Task statement » In how many lines of the listing below does "frame" appear? Reply with the number only.

Provided data »

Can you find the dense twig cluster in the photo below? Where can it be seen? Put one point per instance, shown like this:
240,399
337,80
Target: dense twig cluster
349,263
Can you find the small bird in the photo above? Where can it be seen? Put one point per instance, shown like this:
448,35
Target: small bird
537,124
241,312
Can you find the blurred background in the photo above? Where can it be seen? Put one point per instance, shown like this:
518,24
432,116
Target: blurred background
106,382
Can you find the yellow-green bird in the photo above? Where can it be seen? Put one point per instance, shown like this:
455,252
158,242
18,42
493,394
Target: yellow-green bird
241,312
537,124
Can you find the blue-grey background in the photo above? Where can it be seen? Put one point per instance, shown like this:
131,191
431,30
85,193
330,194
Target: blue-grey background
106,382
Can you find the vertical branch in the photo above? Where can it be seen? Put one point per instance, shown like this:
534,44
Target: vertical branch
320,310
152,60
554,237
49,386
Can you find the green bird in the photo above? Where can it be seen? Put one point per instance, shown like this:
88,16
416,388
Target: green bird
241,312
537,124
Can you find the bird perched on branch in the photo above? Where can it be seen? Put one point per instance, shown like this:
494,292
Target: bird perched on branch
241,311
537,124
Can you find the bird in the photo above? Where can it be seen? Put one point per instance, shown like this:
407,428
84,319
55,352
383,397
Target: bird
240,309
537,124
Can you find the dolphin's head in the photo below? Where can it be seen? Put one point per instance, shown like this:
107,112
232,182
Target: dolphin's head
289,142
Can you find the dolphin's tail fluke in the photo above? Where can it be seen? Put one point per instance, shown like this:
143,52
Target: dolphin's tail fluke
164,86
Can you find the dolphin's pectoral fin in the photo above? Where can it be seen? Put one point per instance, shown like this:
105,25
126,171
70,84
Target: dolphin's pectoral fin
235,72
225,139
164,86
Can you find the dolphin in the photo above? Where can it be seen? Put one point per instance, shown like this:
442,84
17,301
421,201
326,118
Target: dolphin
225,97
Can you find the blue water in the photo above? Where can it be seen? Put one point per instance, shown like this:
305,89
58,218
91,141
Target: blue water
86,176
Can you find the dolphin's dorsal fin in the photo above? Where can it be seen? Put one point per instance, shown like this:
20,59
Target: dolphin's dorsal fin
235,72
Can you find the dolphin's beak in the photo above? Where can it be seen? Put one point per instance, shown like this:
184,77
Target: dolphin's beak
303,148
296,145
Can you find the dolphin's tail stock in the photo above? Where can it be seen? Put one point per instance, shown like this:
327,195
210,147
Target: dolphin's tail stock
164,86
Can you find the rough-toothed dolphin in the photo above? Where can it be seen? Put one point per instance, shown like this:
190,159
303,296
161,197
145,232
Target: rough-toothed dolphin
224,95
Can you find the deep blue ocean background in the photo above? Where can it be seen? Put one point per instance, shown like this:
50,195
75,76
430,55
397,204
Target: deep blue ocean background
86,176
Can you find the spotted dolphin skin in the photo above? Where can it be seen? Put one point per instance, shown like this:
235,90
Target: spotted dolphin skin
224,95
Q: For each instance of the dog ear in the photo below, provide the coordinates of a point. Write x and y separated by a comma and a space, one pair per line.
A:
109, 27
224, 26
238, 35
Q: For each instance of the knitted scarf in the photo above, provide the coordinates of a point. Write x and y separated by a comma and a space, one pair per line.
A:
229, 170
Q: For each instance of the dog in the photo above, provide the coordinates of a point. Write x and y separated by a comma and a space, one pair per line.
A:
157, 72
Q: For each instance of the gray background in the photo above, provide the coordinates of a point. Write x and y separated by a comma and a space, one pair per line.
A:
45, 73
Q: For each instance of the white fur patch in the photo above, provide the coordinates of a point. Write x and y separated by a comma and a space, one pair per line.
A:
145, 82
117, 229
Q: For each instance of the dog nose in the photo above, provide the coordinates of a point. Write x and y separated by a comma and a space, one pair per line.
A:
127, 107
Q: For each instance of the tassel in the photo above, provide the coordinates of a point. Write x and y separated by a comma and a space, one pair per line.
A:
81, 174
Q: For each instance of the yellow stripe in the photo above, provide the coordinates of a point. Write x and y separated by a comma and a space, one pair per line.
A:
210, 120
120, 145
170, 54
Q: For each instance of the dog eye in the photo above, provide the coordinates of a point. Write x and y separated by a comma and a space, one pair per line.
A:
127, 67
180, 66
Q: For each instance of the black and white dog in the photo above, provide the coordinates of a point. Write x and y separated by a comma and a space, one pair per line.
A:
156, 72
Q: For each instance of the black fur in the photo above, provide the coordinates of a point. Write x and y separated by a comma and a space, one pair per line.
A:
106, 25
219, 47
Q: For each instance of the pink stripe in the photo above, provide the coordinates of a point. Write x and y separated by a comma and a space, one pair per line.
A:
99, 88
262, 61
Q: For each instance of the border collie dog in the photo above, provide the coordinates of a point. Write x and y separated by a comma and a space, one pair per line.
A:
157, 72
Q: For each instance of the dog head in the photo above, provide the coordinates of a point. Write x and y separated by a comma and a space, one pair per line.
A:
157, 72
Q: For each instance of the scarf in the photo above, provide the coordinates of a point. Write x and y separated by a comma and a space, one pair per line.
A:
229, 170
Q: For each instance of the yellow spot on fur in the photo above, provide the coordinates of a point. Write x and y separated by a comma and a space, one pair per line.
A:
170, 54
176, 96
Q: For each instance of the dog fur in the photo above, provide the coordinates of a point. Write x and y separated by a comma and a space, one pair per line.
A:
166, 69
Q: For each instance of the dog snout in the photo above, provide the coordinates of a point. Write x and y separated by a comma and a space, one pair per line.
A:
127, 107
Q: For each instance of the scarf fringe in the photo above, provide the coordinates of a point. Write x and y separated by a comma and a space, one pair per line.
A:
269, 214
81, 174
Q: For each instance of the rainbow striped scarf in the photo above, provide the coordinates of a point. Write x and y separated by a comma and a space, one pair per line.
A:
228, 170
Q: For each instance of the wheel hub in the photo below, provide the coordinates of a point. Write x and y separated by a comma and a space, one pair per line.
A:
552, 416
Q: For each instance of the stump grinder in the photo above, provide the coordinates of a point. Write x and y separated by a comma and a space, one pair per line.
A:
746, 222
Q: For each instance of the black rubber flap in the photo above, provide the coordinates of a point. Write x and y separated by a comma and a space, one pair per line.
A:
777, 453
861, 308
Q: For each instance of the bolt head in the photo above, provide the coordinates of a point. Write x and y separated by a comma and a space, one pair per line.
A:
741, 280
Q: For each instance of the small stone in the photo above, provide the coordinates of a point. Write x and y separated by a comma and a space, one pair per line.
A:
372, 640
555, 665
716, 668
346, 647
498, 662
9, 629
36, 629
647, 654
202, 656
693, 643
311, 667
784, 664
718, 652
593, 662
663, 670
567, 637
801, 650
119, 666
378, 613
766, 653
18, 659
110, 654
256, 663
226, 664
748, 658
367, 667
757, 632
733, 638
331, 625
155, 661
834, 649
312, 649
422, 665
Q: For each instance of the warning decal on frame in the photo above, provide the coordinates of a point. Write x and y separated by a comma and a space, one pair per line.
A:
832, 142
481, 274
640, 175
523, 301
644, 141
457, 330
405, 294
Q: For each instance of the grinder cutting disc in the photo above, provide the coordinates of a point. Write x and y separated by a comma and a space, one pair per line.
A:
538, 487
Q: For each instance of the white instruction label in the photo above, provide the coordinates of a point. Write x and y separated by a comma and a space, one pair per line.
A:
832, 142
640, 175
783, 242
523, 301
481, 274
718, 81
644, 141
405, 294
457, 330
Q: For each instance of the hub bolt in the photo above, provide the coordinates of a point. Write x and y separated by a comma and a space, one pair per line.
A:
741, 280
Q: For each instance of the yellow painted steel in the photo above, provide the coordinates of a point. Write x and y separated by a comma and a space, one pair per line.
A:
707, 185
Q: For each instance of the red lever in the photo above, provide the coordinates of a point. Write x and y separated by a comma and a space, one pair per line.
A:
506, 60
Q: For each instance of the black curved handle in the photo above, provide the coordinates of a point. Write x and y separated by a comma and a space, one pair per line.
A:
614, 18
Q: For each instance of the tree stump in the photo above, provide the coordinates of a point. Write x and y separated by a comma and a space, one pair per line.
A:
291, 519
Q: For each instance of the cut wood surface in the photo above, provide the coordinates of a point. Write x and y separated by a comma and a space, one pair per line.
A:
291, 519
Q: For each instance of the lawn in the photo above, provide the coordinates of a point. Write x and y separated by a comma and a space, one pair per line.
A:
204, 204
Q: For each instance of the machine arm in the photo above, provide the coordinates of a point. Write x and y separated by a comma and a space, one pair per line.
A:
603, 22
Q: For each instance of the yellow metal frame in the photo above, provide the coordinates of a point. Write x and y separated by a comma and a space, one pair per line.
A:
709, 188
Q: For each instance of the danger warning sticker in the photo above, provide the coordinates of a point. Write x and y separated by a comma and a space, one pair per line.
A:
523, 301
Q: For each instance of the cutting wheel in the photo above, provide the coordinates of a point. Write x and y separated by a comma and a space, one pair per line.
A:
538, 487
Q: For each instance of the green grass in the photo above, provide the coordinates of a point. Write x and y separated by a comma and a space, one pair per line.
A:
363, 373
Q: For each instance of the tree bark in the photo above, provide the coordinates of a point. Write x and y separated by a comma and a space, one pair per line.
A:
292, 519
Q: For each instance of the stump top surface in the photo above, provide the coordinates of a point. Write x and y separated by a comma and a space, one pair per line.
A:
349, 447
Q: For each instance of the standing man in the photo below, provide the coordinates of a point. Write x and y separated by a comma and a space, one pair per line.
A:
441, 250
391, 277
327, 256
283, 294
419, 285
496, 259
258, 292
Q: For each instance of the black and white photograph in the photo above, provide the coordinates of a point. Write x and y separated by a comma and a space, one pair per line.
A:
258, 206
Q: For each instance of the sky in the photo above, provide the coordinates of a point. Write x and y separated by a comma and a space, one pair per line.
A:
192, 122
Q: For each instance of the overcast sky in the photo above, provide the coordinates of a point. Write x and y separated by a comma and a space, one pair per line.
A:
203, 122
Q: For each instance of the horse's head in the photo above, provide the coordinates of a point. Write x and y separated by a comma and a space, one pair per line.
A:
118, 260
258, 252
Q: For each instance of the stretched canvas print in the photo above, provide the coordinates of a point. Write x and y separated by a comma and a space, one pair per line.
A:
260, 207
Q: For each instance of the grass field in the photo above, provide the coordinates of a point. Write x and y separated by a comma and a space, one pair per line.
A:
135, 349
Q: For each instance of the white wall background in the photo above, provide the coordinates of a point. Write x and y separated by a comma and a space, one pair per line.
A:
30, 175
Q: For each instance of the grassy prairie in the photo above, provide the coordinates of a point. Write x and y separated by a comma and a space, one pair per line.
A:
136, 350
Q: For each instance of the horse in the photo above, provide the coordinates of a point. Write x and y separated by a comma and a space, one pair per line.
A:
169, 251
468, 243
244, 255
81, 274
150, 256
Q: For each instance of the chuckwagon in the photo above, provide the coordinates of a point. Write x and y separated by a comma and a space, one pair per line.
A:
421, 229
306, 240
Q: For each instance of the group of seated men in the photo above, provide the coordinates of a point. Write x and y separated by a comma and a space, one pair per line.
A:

Solution to the problem » 2